Locate every line in the listing that contains the string "pattern", matching case exactly, and copy each of those lines in full.

========

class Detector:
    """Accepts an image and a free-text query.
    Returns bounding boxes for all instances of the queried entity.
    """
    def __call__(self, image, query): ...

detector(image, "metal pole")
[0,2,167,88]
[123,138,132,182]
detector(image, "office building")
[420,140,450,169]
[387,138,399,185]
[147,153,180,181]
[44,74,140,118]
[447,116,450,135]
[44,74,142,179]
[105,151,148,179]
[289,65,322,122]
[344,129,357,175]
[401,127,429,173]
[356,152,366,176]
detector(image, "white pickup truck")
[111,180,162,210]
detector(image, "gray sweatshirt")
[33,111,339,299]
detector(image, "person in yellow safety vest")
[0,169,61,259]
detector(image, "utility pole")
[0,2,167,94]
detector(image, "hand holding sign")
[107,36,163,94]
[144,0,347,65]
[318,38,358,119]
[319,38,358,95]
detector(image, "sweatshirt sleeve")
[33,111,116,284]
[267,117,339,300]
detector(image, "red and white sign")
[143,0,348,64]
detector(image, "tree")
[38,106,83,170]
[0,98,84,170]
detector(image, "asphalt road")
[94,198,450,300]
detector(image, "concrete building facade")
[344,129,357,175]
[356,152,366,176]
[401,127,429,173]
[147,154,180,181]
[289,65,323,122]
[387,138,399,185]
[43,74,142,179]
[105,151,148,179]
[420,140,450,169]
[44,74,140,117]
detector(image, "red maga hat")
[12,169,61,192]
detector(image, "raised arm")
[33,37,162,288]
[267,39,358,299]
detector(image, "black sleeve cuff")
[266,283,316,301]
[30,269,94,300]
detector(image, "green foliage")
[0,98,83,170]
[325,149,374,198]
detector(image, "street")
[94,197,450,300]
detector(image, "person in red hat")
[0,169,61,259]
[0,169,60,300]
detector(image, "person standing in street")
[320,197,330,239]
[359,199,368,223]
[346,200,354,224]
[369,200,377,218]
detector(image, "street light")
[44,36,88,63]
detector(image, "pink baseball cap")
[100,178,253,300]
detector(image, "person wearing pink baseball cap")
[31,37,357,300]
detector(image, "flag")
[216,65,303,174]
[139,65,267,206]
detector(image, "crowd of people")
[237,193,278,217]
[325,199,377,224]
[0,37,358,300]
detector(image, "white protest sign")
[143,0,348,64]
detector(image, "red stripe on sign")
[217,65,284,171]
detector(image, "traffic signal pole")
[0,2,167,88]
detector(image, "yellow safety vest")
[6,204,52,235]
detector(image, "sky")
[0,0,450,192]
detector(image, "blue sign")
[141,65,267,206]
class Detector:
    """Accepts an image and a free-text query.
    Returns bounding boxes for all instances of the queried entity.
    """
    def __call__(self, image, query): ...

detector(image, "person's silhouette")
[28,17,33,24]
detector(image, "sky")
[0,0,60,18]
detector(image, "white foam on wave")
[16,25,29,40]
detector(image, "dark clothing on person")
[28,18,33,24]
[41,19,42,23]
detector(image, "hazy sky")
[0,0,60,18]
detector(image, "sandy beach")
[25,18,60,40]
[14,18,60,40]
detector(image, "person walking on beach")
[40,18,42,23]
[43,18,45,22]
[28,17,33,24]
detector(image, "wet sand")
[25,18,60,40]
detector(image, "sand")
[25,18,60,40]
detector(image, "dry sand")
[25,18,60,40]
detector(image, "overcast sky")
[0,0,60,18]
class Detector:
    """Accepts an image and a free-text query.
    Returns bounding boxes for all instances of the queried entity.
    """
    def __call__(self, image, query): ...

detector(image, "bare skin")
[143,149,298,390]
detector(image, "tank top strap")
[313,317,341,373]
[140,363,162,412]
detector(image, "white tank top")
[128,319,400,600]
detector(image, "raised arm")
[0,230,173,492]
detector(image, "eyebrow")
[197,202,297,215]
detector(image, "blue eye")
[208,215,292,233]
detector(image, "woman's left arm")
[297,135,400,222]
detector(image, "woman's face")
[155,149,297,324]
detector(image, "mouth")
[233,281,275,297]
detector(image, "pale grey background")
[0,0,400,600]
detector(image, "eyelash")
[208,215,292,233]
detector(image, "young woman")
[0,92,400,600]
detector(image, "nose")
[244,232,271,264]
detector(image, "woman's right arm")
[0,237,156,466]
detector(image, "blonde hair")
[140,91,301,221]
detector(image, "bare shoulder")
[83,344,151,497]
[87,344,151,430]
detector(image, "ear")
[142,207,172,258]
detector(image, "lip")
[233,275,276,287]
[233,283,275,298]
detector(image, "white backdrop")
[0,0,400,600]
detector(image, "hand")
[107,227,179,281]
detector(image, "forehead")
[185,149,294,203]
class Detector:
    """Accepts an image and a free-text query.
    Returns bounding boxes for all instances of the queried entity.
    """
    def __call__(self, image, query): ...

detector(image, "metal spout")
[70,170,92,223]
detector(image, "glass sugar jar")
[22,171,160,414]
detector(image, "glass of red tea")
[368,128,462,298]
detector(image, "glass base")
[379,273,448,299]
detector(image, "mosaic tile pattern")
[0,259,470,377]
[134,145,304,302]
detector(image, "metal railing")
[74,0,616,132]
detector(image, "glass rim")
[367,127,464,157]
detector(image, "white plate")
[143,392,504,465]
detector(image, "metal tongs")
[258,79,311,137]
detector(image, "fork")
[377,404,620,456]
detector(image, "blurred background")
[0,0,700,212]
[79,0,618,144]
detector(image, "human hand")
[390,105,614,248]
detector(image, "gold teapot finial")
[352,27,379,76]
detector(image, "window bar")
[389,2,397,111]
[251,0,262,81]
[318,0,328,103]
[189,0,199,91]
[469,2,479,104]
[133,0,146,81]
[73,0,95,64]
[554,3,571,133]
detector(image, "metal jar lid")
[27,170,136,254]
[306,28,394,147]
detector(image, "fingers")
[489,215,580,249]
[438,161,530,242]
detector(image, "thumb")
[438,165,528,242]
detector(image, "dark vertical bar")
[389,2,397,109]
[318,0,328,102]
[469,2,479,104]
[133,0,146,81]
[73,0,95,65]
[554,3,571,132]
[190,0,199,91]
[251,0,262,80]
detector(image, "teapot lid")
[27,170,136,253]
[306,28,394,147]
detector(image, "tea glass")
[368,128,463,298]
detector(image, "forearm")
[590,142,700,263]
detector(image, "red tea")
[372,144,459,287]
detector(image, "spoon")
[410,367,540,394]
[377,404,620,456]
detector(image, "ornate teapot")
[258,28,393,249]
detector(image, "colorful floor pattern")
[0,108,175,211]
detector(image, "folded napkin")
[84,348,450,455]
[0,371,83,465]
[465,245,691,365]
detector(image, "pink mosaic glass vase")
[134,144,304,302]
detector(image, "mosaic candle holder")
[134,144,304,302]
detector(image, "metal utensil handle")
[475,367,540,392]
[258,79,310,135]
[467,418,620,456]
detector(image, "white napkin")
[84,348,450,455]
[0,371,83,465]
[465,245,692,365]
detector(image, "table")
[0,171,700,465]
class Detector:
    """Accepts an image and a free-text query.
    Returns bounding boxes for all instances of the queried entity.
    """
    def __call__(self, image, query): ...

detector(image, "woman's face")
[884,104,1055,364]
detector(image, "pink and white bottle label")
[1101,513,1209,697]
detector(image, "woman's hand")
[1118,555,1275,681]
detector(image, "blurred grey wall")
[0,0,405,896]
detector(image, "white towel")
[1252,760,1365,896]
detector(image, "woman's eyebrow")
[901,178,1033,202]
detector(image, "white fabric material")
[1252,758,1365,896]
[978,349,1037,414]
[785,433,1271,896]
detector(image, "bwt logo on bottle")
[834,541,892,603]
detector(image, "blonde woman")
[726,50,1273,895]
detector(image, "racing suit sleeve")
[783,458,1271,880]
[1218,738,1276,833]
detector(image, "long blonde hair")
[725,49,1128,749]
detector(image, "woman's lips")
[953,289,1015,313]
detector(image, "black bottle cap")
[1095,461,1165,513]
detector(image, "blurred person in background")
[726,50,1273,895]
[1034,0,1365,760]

========

Complete answer:
detector(image, "mosaic tile pattern")
detector(image, "colorful floor pattern")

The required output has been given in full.